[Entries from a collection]
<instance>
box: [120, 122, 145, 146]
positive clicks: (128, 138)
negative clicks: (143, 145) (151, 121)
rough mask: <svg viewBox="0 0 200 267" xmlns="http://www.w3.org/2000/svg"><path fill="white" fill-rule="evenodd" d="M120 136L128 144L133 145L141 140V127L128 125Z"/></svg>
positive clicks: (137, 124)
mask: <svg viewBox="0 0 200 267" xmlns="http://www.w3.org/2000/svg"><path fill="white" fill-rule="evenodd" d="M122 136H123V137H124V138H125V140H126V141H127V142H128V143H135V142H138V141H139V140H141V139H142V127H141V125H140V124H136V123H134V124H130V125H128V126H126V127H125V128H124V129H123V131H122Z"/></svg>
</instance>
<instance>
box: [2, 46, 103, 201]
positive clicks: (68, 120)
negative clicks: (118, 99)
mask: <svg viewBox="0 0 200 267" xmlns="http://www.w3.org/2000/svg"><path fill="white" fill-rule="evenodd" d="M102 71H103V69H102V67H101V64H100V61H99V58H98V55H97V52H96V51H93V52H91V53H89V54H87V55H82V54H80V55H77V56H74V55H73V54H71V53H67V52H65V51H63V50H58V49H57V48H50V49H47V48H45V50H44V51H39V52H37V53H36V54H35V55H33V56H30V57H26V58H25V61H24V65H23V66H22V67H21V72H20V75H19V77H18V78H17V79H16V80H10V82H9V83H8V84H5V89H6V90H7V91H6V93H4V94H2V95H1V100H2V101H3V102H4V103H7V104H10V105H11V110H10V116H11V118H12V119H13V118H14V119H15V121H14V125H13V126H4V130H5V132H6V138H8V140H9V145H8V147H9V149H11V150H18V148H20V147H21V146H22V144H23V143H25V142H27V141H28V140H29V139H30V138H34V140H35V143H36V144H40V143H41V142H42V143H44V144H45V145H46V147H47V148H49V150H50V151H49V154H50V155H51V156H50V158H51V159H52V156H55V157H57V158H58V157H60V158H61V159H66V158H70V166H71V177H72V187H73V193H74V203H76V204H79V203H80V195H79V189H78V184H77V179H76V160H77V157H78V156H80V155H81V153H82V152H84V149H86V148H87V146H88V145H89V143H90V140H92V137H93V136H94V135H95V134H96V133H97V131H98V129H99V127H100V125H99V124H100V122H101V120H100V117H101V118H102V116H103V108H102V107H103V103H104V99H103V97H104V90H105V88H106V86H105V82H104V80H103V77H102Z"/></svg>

* _Exercise brief_:
Retype each of these entries exactly as it appears, character for character.

* _Task solution_:
<instance>
box: [120, 122, 145, 146]
positive clicks: (128, 138)
negative clicks: (143, 145) (151, 121)
rough mask: <svg viewBox="0 0 200 267" xmlns="http://www.w3.org/2000/svg"><path fill="white" fill-rule="evenodd" d="M120 136L128 144L133 145L141 140V127L128 125Z"/></svg>
positive clicks: (137, 124)
mask: <svg viewBox="0 0 200 267" xmlns="http://www.w3.org/2000/svg"><path fill="white" fill-rule="evenodd" d="M122 136H123V137H124V138H125V140H126V141H127V142H128V143H135V142H138V141H139V140H141V139H142V127H141V125H140V124H136V123H134V124H130V125H128V126H126V127H125V128H124V129H123V131H122Z"/></svg>
</instance>
<instance>
box: [2, 46, 103, 201]
positive clicks: (68, 120)
negative clicks: (118, 99)
mask: <svg viewBox="0 0 200 267" xmlns="http://www.w3.org/2000/svg"><path fill="white" fill-rule="evenodd" d="M102 71H103V69H102V67H101V64H100V61H99V58H98V55H97V52H96V51H93V52H91V53H89V54H87V55H82V54H80V55H77V56H74V55H73V54H71V53H67V52H65V51H63V50H58V49H57V48H50V49H47V48H45V50H44V51H39V52H37V53H36V54H35V55H33V56H30V57H26V58H25V61H24V65H23V66H22V67H21V72H20V75H19V77H18V78H17V79H16V80H10V82H9V83H8V84H5V89H6V90H7V91H6V93H4V94H2V95H1V100H2V101H3V102H4V103H7V104H10V105H11V110H10V116H11V118H12V119H13V118H14V119H15V121H14V125H13V126H4V130H5V132H6V138H8V140H9V145H8V147H9V149H11V150H18V148H20V147H21V146H22V144H23V143H25V142H27V141H28V140H29V139H30V138H34V140H35V143H36V144H40V143H41V142H42V143H44V144H45V145H46V147H47V148H49V150H50V151H49V154H50V155H51V156H50V158H51V159H52V156H55V157H57V158H58V157H60V158H61V159H66V158H70V166H71V177H72V187H73V193H74V203H76V204H79V203H80V195H79V189H78V184H77V179H76V160H77V157H78V156H80V155H81V153H82V152H84V149H86V148H87V146H88V145H89V143H90V140H92V137H93V136H94V135H95V134H96V133H97V131H98V129H99V127H100V125H99V124H100V122H101V120H100V117H101V118H102V116H103V108H102V107H103V103H104V99H103V97H104V90H105V88H106V86H105V82H104V80H103V77H102Z"/></svg>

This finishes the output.